Start of Block
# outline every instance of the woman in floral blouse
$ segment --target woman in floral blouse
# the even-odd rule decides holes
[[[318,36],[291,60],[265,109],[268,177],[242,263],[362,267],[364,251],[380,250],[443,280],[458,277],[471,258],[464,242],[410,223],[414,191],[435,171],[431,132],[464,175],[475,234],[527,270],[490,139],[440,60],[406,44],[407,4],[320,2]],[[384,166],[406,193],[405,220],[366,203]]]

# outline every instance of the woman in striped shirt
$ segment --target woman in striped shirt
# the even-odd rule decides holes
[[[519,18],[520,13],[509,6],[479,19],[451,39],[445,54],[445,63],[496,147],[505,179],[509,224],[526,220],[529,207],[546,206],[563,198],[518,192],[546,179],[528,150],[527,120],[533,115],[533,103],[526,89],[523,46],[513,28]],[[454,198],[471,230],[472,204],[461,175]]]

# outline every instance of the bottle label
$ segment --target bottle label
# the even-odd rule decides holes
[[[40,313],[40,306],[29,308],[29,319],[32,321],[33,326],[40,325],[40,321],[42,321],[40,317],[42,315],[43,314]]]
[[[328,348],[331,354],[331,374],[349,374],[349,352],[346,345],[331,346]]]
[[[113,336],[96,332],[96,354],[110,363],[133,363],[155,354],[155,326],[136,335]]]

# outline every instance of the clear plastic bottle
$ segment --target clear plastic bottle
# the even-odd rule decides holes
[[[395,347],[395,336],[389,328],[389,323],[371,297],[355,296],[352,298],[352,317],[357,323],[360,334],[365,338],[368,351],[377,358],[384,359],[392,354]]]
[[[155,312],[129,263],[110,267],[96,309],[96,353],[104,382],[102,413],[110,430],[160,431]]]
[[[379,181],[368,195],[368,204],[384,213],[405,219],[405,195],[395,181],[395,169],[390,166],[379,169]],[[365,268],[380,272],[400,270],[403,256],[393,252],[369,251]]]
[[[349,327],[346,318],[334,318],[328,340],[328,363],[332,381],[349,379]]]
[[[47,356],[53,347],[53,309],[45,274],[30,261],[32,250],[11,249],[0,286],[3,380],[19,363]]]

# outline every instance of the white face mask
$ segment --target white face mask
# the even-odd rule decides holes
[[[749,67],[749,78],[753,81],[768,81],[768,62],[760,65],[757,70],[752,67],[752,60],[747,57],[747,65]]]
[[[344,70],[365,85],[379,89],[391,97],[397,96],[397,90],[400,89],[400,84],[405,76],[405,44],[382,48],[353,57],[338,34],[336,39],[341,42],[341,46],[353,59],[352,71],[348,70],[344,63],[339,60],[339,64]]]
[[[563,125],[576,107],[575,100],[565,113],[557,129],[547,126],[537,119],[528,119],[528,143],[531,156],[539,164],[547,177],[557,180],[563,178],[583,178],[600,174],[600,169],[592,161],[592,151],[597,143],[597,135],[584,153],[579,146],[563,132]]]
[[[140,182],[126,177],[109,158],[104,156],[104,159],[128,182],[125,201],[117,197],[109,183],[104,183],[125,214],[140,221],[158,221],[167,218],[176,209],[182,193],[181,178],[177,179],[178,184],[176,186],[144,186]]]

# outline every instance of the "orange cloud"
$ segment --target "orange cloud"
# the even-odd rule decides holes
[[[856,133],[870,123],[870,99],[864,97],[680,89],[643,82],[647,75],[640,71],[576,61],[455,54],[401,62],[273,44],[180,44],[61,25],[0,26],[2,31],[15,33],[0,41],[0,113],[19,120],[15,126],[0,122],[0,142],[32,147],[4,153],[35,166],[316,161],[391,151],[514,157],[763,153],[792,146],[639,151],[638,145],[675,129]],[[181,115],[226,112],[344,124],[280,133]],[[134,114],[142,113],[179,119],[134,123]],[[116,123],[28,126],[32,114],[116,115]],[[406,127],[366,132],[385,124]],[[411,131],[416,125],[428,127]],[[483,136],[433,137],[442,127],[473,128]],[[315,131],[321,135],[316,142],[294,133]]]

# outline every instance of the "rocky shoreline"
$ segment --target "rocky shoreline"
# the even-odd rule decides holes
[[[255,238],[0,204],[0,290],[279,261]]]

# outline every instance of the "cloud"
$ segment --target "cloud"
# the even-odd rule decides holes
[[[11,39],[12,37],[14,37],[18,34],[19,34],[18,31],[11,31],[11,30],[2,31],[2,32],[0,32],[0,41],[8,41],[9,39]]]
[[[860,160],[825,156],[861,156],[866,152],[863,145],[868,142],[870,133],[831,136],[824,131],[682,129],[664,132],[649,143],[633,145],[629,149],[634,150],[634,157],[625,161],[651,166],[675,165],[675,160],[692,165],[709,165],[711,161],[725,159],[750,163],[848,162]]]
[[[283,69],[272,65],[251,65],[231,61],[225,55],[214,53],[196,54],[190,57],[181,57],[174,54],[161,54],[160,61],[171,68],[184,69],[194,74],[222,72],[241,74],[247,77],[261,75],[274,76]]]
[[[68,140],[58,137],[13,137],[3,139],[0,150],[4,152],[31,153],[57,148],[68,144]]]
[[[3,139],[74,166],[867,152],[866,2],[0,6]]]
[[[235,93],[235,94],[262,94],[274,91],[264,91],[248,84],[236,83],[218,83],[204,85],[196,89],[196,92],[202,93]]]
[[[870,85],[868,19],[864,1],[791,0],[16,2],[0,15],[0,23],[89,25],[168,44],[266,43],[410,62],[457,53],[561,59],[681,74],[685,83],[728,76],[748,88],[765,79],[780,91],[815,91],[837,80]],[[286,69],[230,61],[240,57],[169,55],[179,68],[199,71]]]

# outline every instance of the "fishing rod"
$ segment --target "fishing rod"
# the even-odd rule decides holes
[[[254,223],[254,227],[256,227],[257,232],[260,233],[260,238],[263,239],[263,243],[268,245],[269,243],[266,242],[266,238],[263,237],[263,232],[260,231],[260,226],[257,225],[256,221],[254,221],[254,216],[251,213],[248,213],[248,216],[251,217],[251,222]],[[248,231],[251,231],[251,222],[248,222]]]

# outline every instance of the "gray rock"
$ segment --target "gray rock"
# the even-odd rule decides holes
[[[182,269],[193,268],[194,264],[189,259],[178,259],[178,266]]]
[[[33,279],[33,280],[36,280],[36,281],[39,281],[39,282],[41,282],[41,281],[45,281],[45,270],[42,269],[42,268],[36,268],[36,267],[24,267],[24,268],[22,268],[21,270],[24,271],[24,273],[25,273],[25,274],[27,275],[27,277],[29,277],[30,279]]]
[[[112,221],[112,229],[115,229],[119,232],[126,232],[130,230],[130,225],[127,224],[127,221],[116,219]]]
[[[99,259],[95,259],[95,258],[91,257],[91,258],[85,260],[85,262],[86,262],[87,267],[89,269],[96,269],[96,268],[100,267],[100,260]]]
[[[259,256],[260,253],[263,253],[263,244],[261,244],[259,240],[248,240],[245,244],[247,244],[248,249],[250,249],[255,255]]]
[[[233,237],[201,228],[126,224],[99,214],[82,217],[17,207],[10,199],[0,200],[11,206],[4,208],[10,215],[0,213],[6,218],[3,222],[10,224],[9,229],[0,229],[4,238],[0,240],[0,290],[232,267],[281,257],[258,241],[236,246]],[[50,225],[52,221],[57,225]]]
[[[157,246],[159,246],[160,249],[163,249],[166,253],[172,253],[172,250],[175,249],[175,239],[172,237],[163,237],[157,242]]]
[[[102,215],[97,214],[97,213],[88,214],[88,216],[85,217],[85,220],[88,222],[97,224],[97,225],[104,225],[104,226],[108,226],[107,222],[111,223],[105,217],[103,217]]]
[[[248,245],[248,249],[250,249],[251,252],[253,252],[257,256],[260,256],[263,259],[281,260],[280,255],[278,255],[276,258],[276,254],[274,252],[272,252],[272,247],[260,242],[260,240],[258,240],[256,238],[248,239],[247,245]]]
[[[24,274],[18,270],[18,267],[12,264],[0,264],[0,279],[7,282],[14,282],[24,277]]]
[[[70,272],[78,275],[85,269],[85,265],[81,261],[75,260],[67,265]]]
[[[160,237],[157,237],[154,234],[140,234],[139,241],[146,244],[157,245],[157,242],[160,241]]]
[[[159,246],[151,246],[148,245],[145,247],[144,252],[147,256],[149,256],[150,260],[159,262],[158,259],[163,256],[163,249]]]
End of Block
Word for word, restate the listing above from its first line to the line with "--target woman in floral blouse", keeping both.

• ANSWER AREA
# outline every instance of the woman in floral blouse
$ segment --target woman in floral blouse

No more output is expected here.